▸ GIVEN TEXT:
SAT Test-Taking Strategies You Need to Know

There are several things you can do if you need to improve your SAT score.

One is study up on the subjects you’ll be tested on during the exam, such as the rules of grammar, coordinate geometry, and so on. Look at the topics tested on the exam, and identify your weak spots. Then, study as much as you need to master these subjects. So long as there are SAT topics you don’t know, you’re not scoring your highest.

Another way to improve your SAT score is to complete as many timed practice tests as possible. There are six real SATs on the College Board website, and plenty of third-party test prep books with additional practice exams are available at bookstores and online. Use them! Be sure to complete these exams in a quiet place, free of distractions. Practice tests increase your exposure to the different types of SAT questions, and help eliminate your weak spots. Also, timed exams condition you to pace yourself adequately to finish each section of the test on time. The more practice tests you take, the higher you’ll score.

If you’re drilling specific sections of the exam, give yourself a 5-10-minute break every hour or so. Use the restroom, get a snack, check your Instagram or Facebook account. Knowing that you have a break ahead will make it easier to keep your focus during study time.

There are also subject-specific strategies you can use to improve your score on each part of the SAT. I will review each of these strategies in the sections below!



Take notes. Lots of students underline parts of the passage as they read, but underlining is of limited use. It’s too easy to forget why you underlined something, or to absentmindedly underline so much of a passage that the underlining becomes useless. But when you take notes, you process information as you read it, improving your understanding of the passage. Don’t write too much. Just jot down the main idea and two or three words about the topic of each paragraph. Then you’ll have a handy reference for when you start to answer the questions. This limits the amount of re-reading you’ll need to do, saving you time.

Complete the passages in the order of your strength. Are you better at natural science passages than social science passages? Are you best at literature? Rank the four subjects and complete your strongest passage first and your weakest passage last. Then, if you run out of time—which is a possibility on the strenuously-timed Reading test—at least you’ll be left to guess on questions you were more likely to get wrong in the first place.

Look for what’s wrong with answer choices. Three out of four answers choices are wrong, so look for parts of these answers that aren’t supported by information from the passage. This will prevent you from wasting time trying to justify incorrect answer choices, or second-guessing yourself and. Remember, if one part of an answer choice is wrong, the whole answer is wrong!

Go with your gut. Most of the time, your first instinct is right when it comes to the correct answer. It’s important to check and make sure your choice is supported by the passage, but don’t spend too much time worrying about what-ifs. Most of the times you change your answer choice, you’ll end up regretting it. One way to guard against this mistake is to think of an answer in your head after you’ve read the question, but before you’ve looked at the answer choices. Then, choose the answer that most closely matches the one you came up with.

Writing & Language

Familiarize yourself with transition words. Transition words connect sentences and paragraphs, provide transitions between ideas, and give passages structure and logical organization. These words also provide hints about where in a paragraph individual sentences should go, making questions about sentence order much easier to answer. The same concept applies to paragraph order questions.

Know the difference between a main idea and a supporting detail. The main idea of a passage or paragraph is the focus of that passage or paragraph, and is referenced repeatedly throughout. Details are used to support the main idea, and are mentioned only once or a few times. Understanding this difference will make it easier to answer command of evidence and expression of ideas questions.

▸ DATA ENTRIES:
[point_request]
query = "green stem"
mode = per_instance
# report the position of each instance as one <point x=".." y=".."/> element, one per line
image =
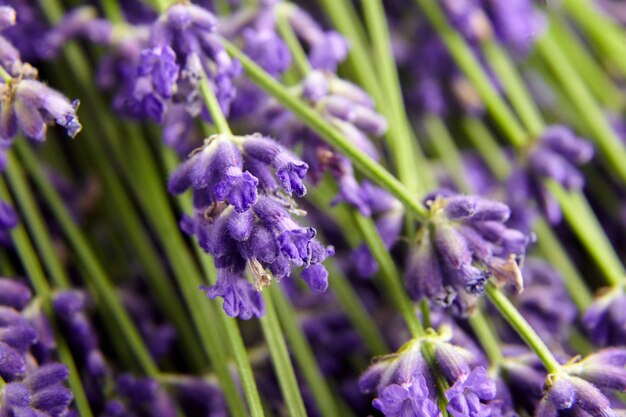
<point x="514" y="87"/>
<point x="354" y="309"/>
<point x="345" y="19"/>
<point x="35" y="222"/>
<point x="219" y="120"/>
<point x="389" y="274"/>
<point x="469" y="64"/>
<point x="446" y="149"/>
<point x="590" y="70"/>
<point x="280" y="359"/>
<point x="303" y="353"/>
<point x="96" y="274"/>
<point x="580" y="218"/>
<point x="581" y="98"/>
<point x="313" y="120"/>
<point x="286" y="32"/>
<point x="487" y="146"/>
<point x="406" y="155"/>
<point x="608" y="35"/>
<point x="550" y="245"/>
<point x="488" y="338"/>
<point x="522" y="328"/>
<point x="553" y="251"/>
<point x="36" y="275"/>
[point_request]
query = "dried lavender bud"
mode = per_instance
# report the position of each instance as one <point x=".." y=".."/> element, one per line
<point x="460" y="247"/>
<point x="29" y="105"/>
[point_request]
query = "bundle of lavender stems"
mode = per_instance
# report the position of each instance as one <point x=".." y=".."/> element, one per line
<point x="401" y="208"/>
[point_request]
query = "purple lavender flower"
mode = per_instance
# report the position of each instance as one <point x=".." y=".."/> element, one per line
<point x="553" y="157"/>
<point x="462" y="245"/>
<point x="407" y="399"/>
<point x="40" y="393"/>
<point x="405" y="386"/>
<point x="70" y="307"/>
<point x="29" y="105"/>
<point x="216" y="172"/>
<point x="183" y="49"/>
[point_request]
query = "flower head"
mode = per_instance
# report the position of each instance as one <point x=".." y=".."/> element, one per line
<point x="464" y="243"/>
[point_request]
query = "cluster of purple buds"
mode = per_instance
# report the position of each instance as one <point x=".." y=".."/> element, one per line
<point x="580" y="386"/>
<point x="463" y="244"/>
<point x="553" y="157"/>
<point x="545" y="303"/>
<point x="31" y="388"/>
<point x="183" y="49"/>
<point x="405" y="385"/>
<point x="242" y="188"/>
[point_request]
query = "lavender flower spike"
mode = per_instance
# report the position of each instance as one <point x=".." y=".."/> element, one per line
<point x="30" y="105"/>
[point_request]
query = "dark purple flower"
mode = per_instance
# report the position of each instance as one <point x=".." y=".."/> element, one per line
<point x="467" y="396"/>
<point x="554" y="157"/>
<point x="241" y="299"/>
<point x="408" y="399"/>
<point x="464" y="242"/>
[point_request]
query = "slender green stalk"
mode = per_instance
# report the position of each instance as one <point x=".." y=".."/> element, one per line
<point x="446" y="149"/>
<point x="588" y="110"/>
<point x="553" y="251"/>
<point x="229" y="325"/>
<point x="286" y="32"/>
<point x="281" y="361"/>
<point x="303" y="353"/>
<point x="549" y="244"/>
<point x="219" y="120"/>
<point x="36" y="275"/>
<point x="313" y="120"/>
<point x="346" y="21"/>
<point x="407" y="157"/>
<point x="354" y="309"/>
<point x="487" y="146"/>
<point x="488" y="338"/>
<point x="514" y="86"/>
<point x="522" y="328"/>
<point x="469" y="64"/>
<point x="35" y="222"/>
<point x="576" y="209"/>
<point x="96" y="273"/>
<point x="590" y="70"/>
<point x="389" y="274"/>
<point x="605" y="33"/>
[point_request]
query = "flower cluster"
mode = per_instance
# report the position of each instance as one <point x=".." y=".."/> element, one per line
<point x="405" y="385"/>
<point x="464" y="243"/>
<point x="32" y="388"/>
<point x="241" y="192"/>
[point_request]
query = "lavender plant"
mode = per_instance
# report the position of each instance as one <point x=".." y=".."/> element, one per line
<point x="312" y="208"/>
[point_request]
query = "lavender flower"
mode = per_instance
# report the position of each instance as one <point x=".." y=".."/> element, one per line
<point x="464" y="242"/>
<point x="405" y="385"/>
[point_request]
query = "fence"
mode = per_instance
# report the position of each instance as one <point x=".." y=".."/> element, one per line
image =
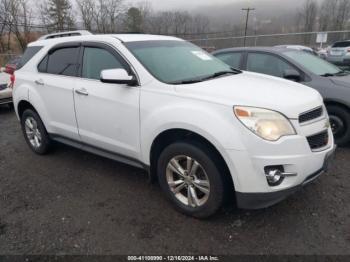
<point x="305" y="38"/>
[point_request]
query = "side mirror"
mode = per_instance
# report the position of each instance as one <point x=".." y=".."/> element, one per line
<point x="292" y="74"/>
<point x="117" y="76"/>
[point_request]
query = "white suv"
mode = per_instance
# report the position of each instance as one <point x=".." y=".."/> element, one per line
<point x="203" y="129"/>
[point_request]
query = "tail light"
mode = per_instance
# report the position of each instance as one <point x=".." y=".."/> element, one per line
<point x="12" y="80"/>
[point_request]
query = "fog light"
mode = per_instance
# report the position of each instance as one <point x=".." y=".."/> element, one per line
<point x="275" y="175"/>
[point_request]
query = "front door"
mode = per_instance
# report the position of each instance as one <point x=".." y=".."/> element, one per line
<point x="107" y="114"/>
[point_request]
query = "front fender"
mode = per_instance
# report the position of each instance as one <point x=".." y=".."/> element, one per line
<point x="213" y="122"/>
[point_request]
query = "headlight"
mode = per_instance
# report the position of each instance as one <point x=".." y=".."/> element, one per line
<point x="267" y="124"/>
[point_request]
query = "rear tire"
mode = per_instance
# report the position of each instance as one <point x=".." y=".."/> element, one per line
<point x="196" y="187"/>
<point x="340" y="122"/>
<point x="35" y="132"/>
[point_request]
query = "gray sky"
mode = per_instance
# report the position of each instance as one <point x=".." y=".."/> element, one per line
<point x="183" y="4"/>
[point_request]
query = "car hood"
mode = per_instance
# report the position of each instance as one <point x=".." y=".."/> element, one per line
<point x="341" y="80"/>
<point x="256" y="90"/>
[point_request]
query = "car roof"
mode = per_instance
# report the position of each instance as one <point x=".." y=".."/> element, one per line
<point x="276" y="50"/>
<point x="120" y="37"/>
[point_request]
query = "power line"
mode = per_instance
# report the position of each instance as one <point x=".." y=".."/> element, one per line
<point x="246" y="22"/>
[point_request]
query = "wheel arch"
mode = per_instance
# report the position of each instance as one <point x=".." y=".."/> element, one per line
<point x="173" y="135"/>
<point x="24" y="105"/>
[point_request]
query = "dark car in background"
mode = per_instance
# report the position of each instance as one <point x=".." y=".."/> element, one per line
<point x="339" y="53"/>
<point x="332" y="82"/>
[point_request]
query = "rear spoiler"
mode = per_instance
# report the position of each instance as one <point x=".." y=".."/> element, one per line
<point x="65" y="34"/>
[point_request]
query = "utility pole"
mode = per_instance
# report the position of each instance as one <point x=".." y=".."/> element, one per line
<point x="246" y="22"/>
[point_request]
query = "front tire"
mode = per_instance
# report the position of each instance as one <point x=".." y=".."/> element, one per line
<point x="190" y="179"/>
<point x="340" y="123"/>
<point x="35" y="132"/>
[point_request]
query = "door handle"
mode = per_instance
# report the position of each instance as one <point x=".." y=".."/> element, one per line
<point x="39" y="82"/>
<point x="82" y="92"/>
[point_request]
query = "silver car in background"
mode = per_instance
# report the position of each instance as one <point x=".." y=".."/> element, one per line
<point x="5" y="89"/>
<point x="339" y="53"/>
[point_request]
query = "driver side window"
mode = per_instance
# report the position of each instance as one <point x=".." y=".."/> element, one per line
<point x="267" y="64"/>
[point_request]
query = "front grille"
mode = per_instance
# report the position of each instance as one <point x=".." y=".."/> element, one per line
<point x="311" y="115"/>
<point x="3" y="86"/>
<point x="319" y="140"/>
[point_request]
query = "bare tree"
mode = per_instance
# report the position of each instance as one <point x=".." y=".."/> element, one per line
<point x="57" y="15"/>
<point x="20" y="17"/>
<point x="108" y="15"/>
<point x="87" y="10"/>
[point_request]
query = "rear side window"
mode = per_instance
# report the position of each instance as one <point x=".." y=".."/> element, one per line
<point x="342" y="44"/>
<point x="267" y="64"/>
<point x="28" y="54"/>
<point x="97" y="59"/>
<point x="62" y="61"/>
<point x="232" y="59"/>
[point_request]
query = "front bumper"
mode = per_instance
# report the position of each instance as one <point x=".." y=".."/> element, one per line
<point x="339" y="60"/>
<point x="262" y="200"/>
<point x="5" y="94"/>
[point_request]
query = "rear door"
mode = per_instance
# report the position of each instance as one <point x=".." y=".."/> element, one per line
<point x="340" y="48"/>
<point x="269" y="64"/>
<point x="107" y="114"/>
<point x="55" y="83"/>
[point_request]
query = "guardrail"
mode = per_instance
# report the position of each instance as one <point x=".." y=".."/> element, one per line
<point x="301" y="38"/>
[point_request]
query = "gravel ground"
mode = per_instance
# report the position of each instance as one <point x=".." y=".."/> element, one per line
<point x="72" y="202"/>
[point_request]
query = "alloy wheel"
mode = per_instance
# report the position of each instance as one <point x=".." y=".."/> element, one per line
<point x="188" y="181"/>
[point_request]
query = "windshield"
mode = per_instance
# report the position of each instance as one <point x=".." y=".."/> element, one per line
<point x="341" y="44"/>
<point x="313" y="63"/>
<point x="177" y="61"/>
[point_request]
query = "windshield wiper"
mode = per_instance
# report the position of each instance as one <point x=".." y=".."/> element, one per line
<point x="342" y="73"/>
<point x="215" y="75"/>
<point x="184" y="82"/>
<point x="327" y="75"/>
<point x="221" y="73"/>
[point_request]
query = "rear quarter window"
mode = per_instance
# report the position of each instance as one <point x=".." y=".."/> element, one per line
<point x="30" y="52"/>
<point x="62" y="61"/>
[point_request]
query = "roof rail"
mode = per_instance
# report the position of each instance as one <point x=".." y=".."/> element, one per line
<point x="65" y="34"/>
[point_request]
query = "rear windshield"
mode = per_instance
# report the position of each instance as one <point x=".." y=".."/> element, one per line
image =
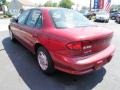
<point x="67" y="18"/>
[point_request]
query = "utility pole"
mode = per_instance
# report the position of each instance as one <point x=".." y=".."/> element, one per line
<point x="90" y="5"/>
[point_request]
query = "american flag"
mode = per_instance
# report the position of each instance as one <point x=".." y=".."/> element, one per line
<point x="107" y="5"/>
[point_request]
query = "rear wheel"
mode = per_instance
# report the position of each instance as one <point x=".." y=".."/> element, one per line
<point x="45" y="61"/>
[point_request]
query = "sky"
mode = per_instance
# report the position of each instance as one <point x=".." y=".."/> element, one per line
<point x="80" y="2"/>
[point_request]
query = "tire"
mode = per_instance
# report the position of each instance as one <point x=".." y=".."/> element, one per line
<point x="45" y="61"/>
<point x="12" y="36"/>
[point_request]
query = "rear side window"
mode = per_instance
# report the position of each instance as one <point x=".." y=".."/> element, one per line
<point x="23" y="16"/>
<point x="34" y="19"/>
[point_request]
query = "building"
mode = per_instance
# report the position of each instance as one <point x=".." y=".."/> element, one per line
<point x="17" y="5"/>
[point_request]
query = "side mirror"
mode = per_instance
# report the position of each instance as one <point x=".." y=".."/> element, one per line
<point x="14" y="20"/>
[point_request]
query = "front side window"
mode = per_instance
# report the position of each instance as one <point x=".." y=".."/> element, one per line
<point x="66" y="18"/>
<point x="23" y="16"/>
<point x="33" y="18"/>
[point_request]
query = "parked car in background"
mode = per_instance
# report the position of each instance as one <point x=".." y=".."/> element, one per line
<point x="113" y="15"/>
<point x="63" y="39"/>
<point x="102" y="16"/>
<point x="117" y="19"/>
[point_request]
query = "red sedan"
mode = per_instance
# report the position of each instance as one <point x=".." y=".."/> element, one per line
<point x="63" y="39"/>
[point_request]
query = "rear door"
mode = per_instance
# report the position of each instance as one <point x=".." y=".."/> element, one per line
<point x="18" y="27"/>
<point x="32" y="26"/>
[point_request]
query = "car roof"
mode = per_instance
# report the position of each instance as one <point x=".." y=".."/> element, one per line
<point x="48" y="8"/>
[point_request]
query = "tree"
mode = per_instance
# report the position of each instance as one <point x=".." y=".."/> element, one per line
<point x="2" y="2"/>
<point x="50" y="4"/>
<point x="66" y="3"/>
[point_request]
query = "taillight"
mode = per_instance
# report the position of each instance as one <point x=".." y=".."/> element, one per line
<point x="74" y="46"/>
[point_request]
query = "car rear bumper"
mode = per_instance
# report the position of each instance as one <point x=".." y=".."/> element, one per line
<point x="83" y="65"/>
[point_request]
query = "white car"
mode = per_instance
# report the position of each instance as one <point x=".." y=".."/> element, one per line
<point x="102" y="16"/>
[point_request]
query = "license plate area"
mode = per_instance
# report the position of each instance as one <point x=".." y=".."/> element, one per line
<point x="98" y="65"/>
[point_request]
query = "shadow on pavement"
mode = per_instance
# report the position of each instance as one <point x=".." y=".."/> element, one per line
<point x="27" y="67"/>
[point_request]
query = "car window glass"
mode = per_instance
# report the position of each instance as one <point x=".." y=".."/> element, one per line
<point x="22" y="17"/>
<point x="39" y="21"/>
<point x="33" y="17"/>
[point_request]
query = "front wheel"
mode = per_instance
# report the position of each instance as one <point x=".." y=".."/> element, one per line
<point x="45" y="61"/>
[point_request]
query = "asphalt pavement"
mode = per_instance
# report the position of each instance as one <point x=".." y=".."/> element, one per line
<point x="19" y="69"/>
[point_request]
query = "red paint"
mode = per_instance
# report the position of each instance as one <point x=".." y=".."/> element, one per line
<point x="74" y="50"/>
<point x="101" y="4"/>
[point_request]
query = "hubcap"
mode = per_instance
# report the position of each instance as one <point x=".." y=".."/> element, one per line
<point x="42" y="60"/>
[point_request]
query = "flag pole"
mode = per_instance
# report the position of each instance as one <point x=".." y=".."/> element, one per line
<point x="90" y="5"/>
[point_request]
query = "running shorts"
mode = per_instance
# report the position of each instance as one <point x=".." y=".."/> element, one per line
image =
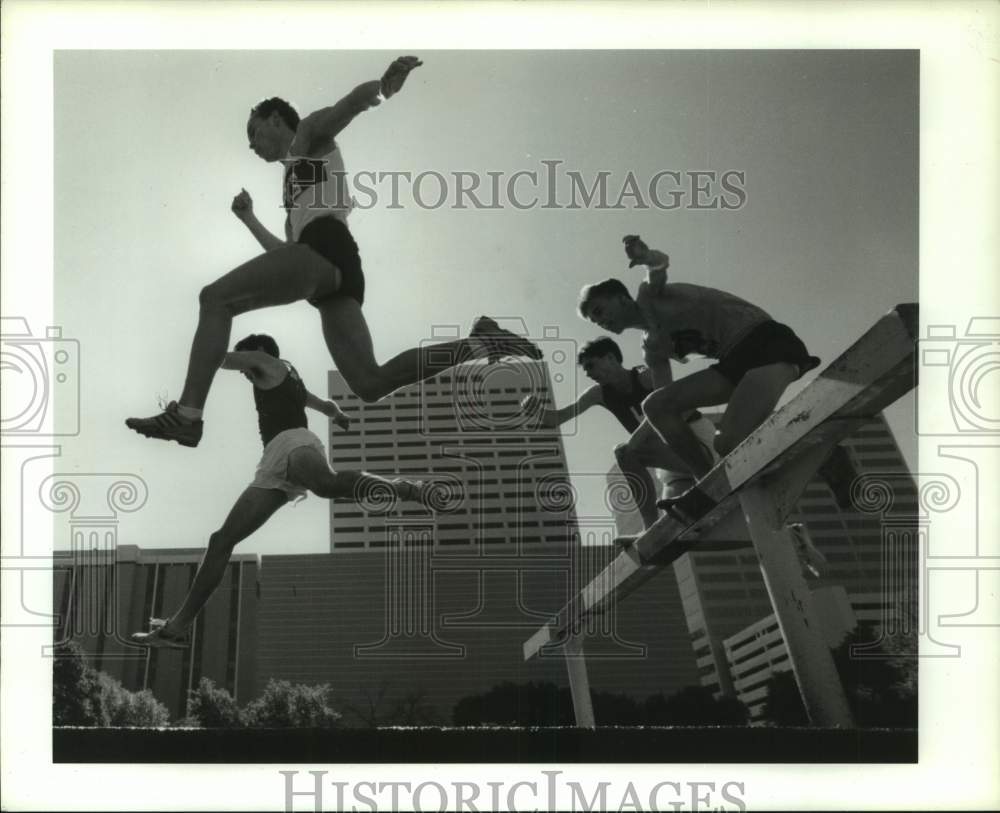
<point x="272" y="471"/>
<point x="332" y="240"/>
<point x="768" y="343"/>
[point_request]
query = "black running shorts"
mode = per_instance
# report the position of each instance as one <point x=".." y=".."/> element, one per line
<point x="330" y="238"/>
<point x="768" y="343"/>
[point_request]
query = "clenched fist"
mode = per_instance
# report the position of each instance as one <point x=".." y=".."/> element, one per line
<point x="243" y="205"/>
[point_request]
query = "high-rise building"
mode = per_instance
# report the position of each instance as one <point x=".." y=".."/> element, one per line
<point x="415" y="610"/>
<point x="870" y="547"/>
<point x="465" y="429"/>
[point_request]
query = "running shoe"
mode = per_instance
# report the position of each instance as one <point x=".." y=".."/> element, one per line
<point x="169" y="425"/>
<point x="159" y="638"/>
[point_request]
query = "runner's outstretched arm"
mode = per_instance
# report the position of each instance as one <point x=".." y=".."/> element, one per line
<point x="330" y="408"/>
<point x="319" y="127"/>
<point x="253" y="362"/>
<point x="243" y="209"/>
<point x="551" y="418"/>
<point x="656" y="262"/>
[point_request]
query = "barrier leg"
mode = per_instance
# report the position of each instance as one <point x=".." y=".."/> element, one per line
<point x="812" y="662"/>
<point x="579" y="684"/>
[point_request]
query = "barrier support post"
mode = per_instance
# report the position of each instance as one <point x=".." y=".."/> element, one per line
<point x="579" y="684"/>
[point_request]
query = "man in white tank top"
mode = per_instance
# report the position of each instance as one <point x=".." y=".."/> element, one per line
<point x="317" y="261"/>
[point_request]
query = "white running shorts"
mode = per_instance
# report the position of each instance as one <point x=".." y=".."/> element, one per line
<point x="272" y="471"/>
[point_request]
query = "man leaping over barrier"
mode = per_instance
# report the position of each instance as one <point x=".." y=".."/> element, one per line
<point x="622" y="391"/>
<point x="757" y="357"/>
<point x="293" y="463"/>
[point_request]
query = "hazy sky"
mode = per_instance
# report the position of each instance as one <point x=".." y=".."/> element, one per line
<point x="150" y="148"/>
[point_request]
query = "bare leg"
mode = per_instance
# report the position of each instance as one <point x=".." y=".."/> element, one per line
<point x="277" y="277"/>
<point x="752" y="402"/>
<point x="309" y="469"/>
<point x="252" y="509"/>
<point x="665" y="406"/>
<point x="350" y="344"/>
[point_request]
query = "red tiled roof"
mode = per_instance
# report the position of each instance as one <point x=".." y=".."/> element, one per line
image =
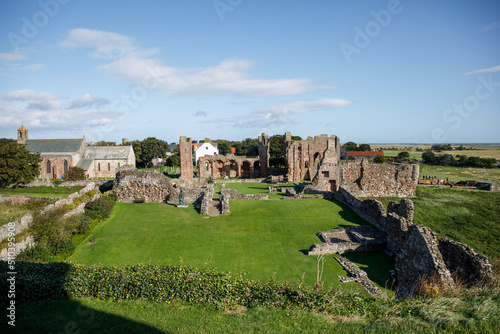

▸ DIRECTIVE:
Answer these questions using the SAT strategies text.
(a) How many real SATs does the College Board website offer?
(b) How long a break should you take every hour or so when drilling specific sections of the exam?
(c) What should you write down when taking notes on a reading passage?

▸ TASK RESPONSE:
(a) Six.
(b) A 5-10-minute break.
(c) The main idea and two or three words about the topic of each paragraph.